[Stored records]

* BEGIN *

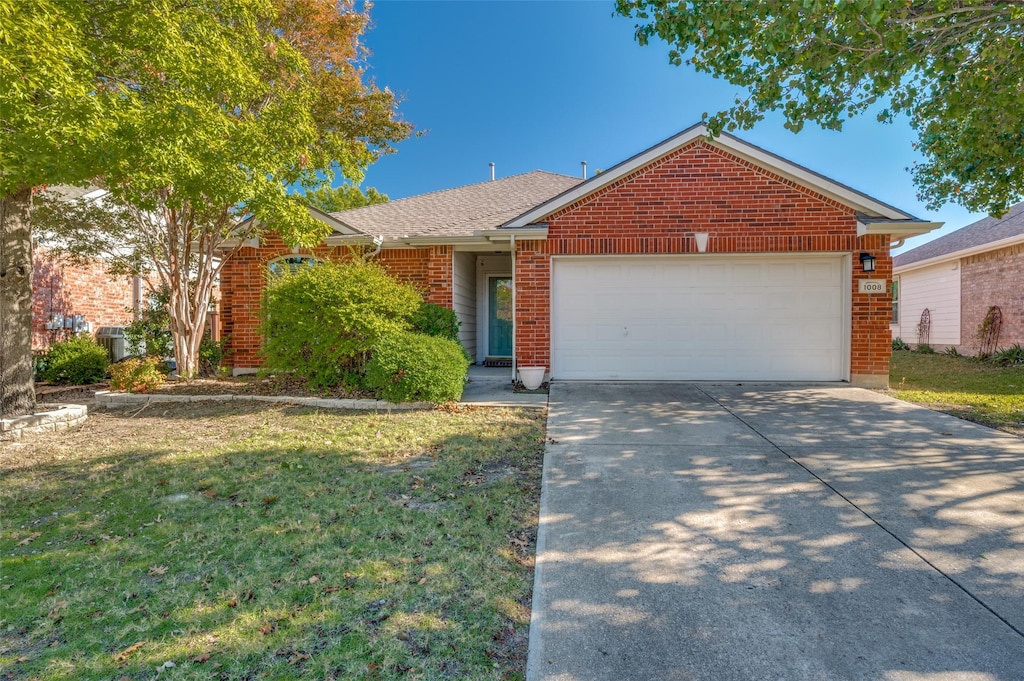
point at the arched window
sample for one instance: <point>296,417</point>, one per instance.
<point>290,263</point>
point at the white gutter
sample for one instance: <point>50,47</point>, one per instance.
<point>898,228</point>
<point>956,255</point>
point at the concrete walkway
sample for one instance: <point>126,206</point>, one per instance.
<point>755,531</point>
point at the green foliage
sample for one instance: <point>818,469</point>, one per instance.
<point>150,335</point>
<point>334,199</point>
<point>436,321</point>
<point>952,69</point>
<point>211,355</point>
<point>134,375</point>
<point>76,362</point>
<point>412,367</point>
<point>322,323</point>
<point>1009,356</point>
<point>193,115</point>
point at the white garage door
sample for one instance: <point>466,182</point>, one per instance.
<point>699,317</point>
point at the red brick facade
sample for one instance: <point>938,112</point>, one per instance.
<point>995,278</point>
<point>67,289</point>
<point>699,187</point>
<point>243,277</point>
<point>654,210</point>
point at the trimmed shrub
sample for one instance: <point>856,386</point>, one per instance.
<point>76,362</point>
<point>322,322</point>
<point>437,321</point>
<point>134,375</point>
<point>411,367</point>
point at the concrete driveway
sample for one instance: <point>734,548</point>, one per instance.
<point>763,531</point>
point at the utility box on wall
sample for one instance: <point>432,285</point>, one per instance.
<point>113,338</point>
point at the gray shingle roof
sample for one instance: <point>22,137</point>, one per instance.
<point>983,231</point>
<point>461,211</point>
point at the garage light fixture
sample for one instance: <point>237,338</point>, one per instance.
<point>867,262</point>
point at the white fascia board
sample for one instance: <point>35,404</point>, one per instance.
<point>539,232</point>
<point>759,157</point>
<point>956,255</point>
<point>898,228</point>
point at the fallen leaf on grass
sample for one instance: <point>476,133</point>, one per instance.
<point>124,654</point>
<point>30,539</point>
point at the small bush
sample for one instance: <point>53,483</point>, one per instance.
<point>211,355</point>
<point>76,362</point>
<point>150,334</point>
<point>135,375</point>
<point>1010,356</point>
<point>436,321</point>
<point>410,367</point>
<point>322,323</point>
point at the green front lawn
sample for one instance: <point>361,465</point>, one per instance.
<point>252,542</point>
<point>962,386</point>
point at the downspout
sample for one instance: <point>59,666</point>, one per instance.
<point>514,327</point>
<point>378,244</point>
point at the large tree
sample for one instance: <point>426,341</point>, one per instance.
<point>343,197</point>
<point>54,116</point>
<point>227,104</point>
<point>954,68</point>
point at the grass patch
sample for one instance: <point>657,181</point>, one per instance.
<point>962,386</point>
<point>252,542</point>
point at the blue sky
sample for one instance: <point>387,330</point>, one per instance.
<point>541,84</point>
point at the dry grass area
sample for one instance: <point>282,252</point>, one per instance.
<point>241,541</point>
<point>966,387</point>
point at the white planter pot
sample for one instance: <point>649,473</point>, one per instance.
<point>531,377</point>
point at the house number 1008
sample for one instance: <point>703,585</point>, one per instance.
<point>871,286</point>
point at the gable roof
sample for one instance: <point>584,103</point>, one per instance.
<point>879,217</point>
<point>986,231</point>
<point>458,212</point>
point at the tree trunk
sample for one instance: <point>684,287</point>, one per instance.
<point>17,395</point>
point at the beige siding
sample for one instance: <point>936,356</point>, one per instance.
<point>464,298</point>
<point>937,289</point>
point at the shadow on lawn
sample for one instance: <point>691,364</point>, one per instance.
<point>266,542</point>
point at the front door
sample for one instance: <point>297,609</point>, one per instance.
<point>500,316</point>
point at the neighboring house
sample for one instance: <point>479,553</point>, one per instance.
<point>696,259</point>
<point>956,278</point>
<point>70,298</point>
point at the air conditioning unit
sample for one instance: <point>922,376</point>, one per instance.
<point>113,338</point>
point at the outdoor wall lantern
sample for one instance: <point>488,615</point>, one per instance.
<point>701,241</point>
<point>867,262</point>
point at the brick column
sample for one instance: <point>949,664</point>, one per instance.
<point>870,339</point>
<point>532,304</point>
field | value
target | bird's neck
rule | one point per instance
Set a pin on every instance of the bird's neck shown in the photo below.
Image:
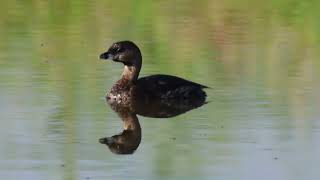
(131, 73)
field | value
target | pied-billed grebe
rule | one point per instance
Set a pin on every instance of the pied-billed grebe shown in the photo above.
(150, 87)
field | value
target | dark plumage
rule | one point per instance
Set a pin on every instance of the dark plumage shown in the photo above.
(163, 87)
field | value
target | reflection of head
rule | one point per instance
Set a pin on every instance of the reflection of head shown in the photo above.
(125, 143)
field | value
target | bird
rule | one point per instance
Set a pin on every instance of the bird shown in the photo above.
(159, 87)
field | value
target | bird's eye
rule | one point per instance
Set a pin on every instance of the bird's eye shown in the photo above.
(120, 49)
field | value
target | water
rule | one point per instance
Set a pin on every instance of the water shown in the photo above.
(261, 60)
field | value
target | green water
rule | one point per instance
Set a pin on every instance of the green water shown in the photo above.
(261, 60)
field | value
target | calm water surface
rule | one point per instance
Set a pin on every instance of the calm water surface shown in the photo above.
(262, 64)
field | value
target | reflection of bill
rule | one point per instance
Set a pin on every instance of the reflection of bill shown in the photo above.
(158, 96)
(129, 139)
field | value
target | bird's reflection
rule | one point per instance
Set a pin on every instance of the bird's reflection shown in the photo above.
(129, 139)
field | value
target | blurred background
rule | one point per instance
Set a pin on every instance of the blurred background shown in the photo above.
(260, 58)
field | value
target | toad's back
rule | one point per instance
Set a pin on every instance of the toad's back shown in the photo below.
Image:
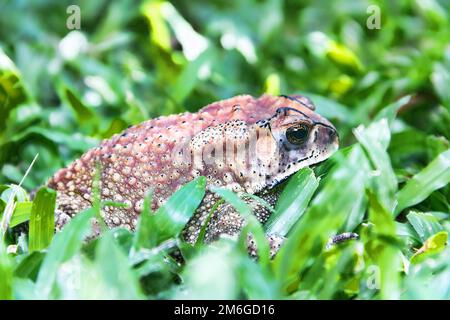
(159, 154)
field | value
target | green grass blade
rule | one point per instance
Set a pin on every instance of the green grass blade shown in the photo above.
(434, 176)
(327, 214)
(424, 224)
(64, 245)
(115, 271)
(293, 202)
(252, 224)
(375, 140)
(6, 274)
(386, 256)
(171, 218)
(42, 219)
(22, 213)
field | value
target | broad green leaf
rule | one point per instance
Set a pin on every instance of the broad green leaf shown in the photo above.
(29, 266)
(425, 224)
(42, 219)
(120, 280)
(434, 176)
(170, 219)
(390, 112)
(332, 109)
(252, 224)
(434, 244)
(375, 140)
(211, 274)
(6, 272)
(64, 245)
(327, 214)
(293, 202)
(385, 254)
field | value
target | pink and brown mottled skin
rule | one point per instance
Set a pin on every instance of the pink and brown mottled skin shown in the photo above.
(239, 143)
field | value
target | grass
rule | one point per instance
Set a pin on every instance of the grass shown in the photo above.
(386, 91)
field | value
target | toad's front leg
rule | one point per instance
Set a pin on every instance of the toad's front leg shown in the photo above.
(225, 220)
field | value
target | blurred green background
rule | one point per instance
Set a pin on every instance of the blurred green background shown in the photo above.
(386, 90)
(62, 90)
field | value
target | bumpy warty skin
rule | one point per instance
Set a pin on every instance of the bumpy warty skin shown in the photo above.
(239, 143)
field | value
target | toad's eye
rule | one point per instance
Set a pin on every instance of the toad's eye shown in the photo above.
(297, 134)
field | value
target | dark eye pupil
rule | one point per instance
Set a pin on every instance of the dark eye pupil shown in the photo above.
(297, 135)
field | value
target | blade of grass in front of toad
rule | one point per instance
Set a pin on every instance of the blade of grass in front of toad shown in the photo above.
(382, 247)
(22, 213)
(293, 202)
(375, 139)
(64, 245)
(171, 218)
(434, 176)
(6, 274)
(327, 214)
(42, 219)
(115, 270)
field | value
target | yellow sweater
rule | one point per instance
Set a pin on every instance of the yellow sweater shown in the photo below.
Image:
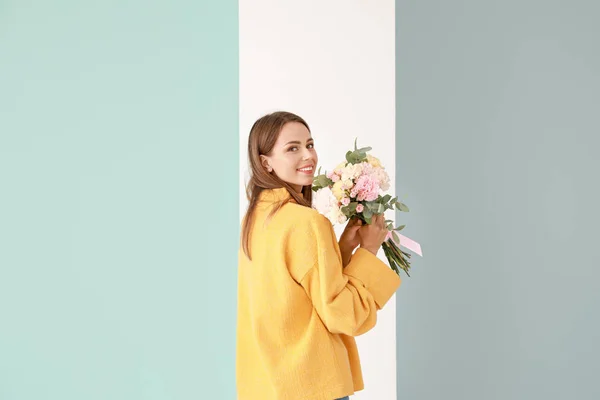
(299, 309)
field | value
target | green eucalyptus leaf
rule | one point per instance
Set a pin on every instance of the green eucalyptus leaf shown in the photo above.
(401, 206)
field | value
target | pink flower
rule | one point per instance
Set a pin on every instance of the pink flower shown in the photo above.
(366, 188)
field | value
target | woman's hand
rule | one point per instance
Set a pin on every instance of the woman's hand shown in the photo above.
(349, 239)
(372, 236)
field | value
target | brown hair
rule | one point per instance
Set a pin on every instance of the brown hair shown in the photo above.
(263, 135)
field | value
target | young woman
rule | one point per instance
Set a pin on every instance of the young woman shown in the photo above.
(302, 295)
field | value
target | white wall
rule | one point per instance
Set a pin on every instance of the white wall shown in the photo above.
(333, 63)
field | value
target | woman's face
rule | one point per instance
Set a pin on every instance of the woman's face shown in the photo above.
(293, 158)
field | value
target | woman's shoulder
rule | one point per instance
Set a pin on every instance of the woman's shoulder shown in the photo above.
(303, 217)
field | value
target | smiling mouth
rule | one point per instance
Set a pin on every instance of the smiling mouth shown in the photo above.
(306, 170)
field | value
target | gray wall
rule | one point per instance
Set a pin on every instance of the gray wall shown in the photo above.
(498, 130)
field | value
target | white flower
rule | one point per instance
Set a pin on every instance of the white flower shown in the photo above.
(352, 171)
(324, 200)
(326, 204)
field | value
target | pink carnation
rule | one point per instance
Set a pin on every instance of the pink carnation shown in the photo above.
(366, 188)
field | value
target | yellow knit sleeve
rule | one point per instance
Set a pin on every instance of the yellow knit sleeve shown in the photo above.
(346, 299)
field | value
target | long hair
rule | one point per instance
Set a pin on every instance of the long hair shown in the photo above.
(263, 135)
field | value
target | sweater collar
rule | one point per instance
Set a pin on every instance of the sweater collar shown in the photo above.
(275, 195)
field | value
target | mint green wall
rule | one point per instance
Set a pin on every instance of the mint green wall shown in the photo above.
(498, 138)
(119, 199)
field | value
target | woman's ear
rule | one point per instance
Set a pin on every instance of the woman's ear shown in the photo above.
(265, 163)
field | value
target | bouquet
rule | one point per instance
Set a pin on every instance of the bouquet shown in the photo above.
(356, 189)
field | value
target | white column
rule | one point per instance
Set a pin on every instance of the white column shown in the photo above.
(333, 63)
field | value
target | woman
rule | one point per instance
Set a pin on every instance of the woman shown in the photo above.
(302, 295)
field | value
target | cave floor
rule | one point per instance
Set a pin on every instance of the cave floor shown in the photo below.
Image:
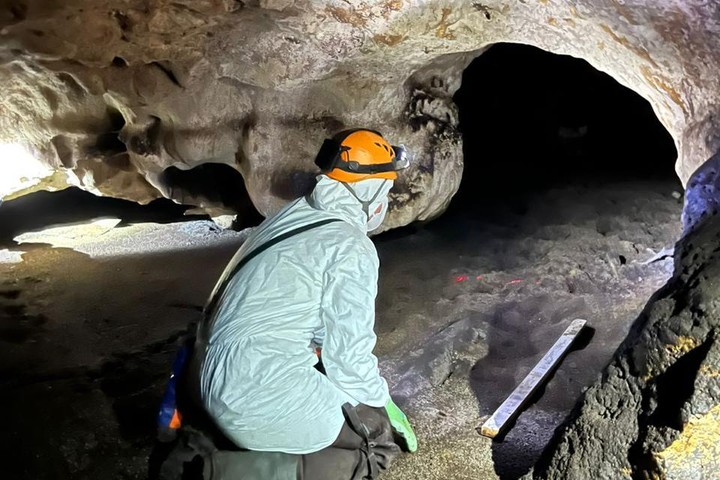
(467, 306)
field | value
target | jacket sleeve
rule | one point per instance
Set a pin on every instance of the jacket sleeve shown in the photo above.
(348, 315)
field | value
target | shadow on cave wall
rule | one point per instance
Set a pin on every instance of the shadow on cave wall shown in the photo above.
(533, 121)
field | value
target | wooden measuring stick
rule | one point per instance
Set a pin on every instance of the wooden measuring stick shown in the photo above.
(511, 406)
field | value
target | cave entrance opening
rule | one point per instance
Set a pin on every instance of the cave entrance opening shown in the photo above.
(568, 200)
(532, 120)
(215, 186)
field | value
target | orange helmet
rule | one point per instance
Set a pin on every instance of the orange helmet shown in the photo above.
(359, 154)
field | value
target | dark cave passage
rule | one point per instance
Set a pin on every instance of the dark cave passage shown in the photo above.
(532, 120)
(211, 184)
(566, 175)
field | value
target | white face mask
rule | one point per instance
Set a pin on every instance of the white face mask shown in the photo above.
(376, 207)
(376, 219)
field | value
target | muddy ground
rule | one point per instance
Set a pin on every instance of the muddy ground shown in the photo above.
(467, 305)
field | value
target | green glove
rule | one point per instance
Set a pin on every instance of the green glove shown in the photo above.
(401, 425)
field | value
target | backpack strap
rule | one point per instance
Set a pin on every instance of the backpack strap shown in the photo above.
(212, 303)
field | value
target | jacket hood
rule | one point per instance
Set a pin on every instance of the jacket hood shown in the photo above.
(336, 198)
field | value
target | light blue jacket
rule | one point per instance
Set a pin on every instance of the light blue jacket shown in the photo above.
(257, 377)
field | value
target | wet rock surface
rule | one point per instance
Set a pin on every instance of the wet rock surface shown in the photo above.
(79, 389)
(654, 412)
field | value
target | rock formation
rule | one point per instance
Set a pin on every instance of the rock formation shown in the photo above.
(655, 413)
(109, 95)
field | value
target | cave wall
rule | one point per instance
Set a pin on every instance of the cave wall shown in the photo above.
(655, 411)
(108, 95)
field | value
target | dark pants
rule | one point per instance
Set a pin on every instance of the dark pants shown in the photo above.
(364, 448)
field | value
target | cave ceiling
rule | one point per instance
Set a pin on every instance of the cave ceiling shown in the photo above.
(107, 95)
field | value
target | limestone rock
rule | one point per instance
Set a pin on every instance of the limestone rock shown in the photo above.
(107, 95)
(654, 413)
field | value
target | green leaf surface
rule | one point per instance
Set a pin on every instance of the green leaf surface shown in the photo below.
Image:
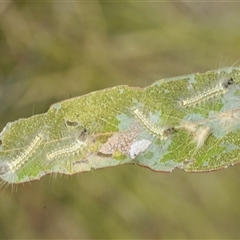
(189, 122)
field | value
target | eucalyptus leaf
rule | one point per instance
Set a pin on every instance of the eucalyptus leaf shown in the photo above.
(189, 122)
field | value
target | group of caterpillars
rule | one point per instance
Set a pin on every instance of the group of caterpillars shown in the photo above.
(200, 132)
(68, 145)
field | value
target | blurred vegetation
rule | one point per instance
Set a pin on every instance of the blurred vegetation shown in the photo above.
(51, 51)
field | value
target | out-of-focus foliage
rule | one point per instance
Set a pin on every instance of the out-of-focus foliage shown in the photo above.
(51, 51)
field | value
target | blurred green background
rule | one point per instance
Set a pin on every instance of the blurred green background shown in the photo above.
(51, 51)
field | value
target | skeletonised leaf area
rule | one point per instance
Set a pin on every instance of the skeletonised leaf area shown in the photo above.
(190, 122)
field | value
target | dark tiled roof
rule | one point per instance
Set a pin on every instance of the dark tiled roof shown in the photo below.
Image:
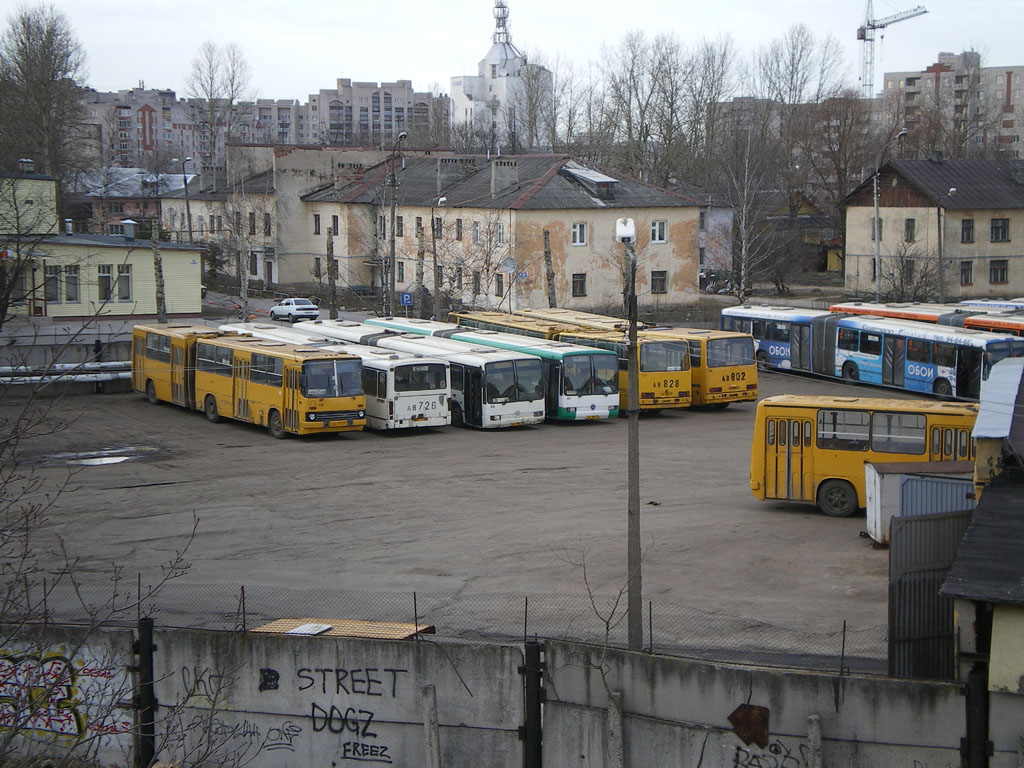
(545, 181)
(988, 563)
(980, 184)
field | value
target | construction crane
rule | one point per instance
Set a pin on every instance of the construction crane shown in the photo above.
(866, 33)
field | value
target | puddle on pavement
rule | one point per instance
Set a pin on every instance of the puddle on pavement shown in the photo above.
(102, 457)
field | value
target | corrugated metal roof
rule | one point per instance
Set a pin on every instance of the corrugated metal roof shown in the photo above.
(988, 563)
(536, 182)
(980, 184)
(1000, 398)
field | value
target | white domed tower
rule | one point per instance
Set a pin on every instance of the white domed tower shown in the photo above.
(495, 102)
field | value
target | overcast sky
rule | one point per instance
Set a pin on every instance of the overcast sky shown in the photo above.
(298, 47)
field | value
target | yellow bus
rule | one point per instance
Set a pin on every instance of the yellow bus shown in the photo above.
(288, 388)
(665, 367)
(814, 449)
(722, 366)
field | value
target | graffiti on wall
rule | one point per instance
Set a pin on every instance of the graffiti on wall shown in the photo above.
(54, 693)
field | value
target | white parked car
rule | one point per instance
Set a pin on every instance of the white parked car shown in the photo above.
(295, 309)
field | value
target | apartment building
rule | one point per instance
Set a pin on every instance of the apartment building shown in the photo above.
(980, 107)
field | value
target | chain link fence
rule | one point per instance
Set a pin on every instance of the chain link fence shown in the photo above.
(685, 631)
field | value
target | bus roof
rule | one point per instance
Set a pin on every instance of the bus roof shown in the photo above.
(377, 357)
(871, 403)
(449, 349)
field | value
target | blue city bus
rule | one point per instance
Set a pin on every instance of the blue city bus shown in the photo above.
(904, 354)
(781, 334)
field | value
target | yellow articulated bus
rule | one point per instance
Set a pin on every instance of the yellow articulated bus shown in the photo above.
(722, 366)
(814, 449)
(664, 370)
(288, 388)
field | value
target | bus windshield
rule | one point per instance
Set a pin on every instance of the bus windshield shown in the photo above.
(513, 381)
(590, 374)
(419, 377)
(665, 355)
(737, 351)
(331, 378)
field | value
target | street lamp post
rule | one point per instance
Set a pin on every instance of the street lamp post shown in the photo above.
(392, 182)
(626, 233)
(941, 214)
(876, 228)
(184, 183)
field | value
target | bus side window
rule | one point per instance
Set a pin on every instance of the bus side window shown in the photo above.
(870, 344)
(458, 378)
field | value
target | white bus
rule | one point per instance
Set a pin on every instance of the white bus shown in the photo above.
(491, 388)
(581, 382)
(402, 390)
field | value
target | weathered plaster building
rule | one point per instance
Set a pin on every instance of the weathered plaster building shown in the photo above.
(966, 214)
(503, 231)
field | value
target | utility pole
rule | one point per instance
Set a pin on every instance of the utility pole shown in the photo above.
(332, 271)
(626, 233)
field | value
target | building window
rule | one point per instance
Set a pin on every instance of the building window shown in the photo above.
(659, 281)
(72, 294)
(967, 230)
(52, 285)
(997, 270)
(967, 272)
(104, 284)
(124, 282)
(658, 231)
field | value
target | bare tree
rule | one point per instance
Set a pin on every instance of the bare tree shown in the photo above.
(220, 80)
(41, 65)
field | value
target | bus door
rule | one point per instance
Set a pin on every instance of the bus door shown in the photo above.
(473, 413)
(968, 373)
(893, 360)
(293, 386)
(240, 386)
(788, 461)
(180, 390)
(800, 346)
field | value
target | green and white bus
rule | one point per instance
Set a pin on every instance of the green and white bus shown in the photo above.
(581, 383)
(491, 388)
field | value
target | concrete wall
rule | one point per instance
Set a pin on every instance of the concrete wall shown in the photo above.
(81, 681)
(677, 713)
(274, 699)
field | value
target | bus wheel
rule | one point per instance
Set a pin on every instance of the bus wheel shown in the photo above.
(273, 425)
(210, 407)
(837, 499)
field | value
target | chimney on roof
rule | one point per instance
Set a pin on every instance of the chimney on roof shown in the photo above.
(504, 173)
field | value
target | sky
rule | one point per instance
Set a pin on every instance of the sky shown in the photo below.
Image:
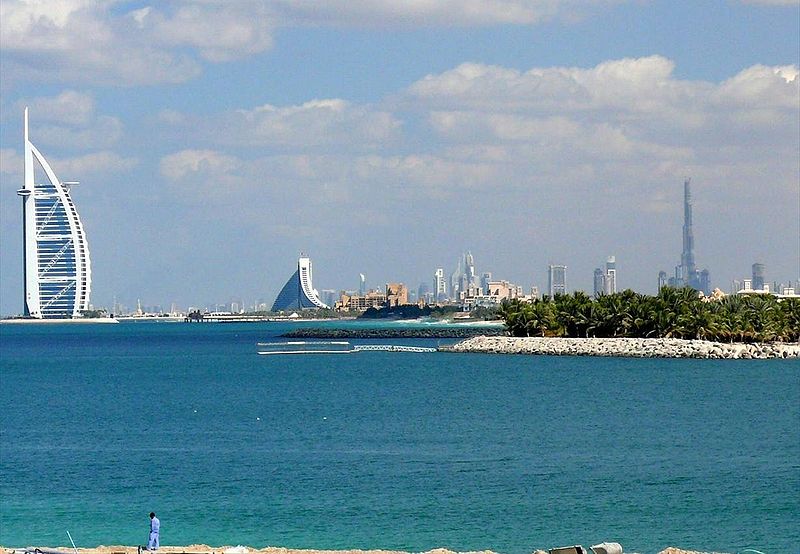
(215, 141)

* END *

__Job__: Repeat word for word everything from the line containing "point at the small bush" down to the line containing "<point>966,387</point>", with both of those lines included.

__Response to this exercise__:
point at the small bush
sample for one instance: <point>53,483</point>, one per instance.
<point>211,355</point>
<point>76,362</point>
<point>150,334</point>
<point>135,375</point>
<point>1010,356</point>
<point>436,321</point>
<point>410,367</point>
<point>322,323</point>
point at the green front lawn
sample for one instance: <point>361,465</point>, one per instance.
<point>252,542</point>
<point>962,386</point>
point at the downspout
sample for one instance: <point>59,666</point>, one per instance.
<point>514,327</point>
<point>378,244</point>
point at the large tree
sample for one instance: <point>426,341</point>, one per instance.
<point>343,197</point>
<point>54,116</point>
<point>227,104</point>
<point>954,68</point>
point at the grass patch
sample for one instance: <point>657,181</point>, one per instance.
<point>962,386</point>
<point>252,542</point>
point at the blue sky
sample for one instance: <point>387,330</point>, one per instance.
<point>541,84</point>
point at the dry grass area
sample for one instance: <point>282,252</point>, one per instance.
<point>241,541</point>
<point>966,387</point>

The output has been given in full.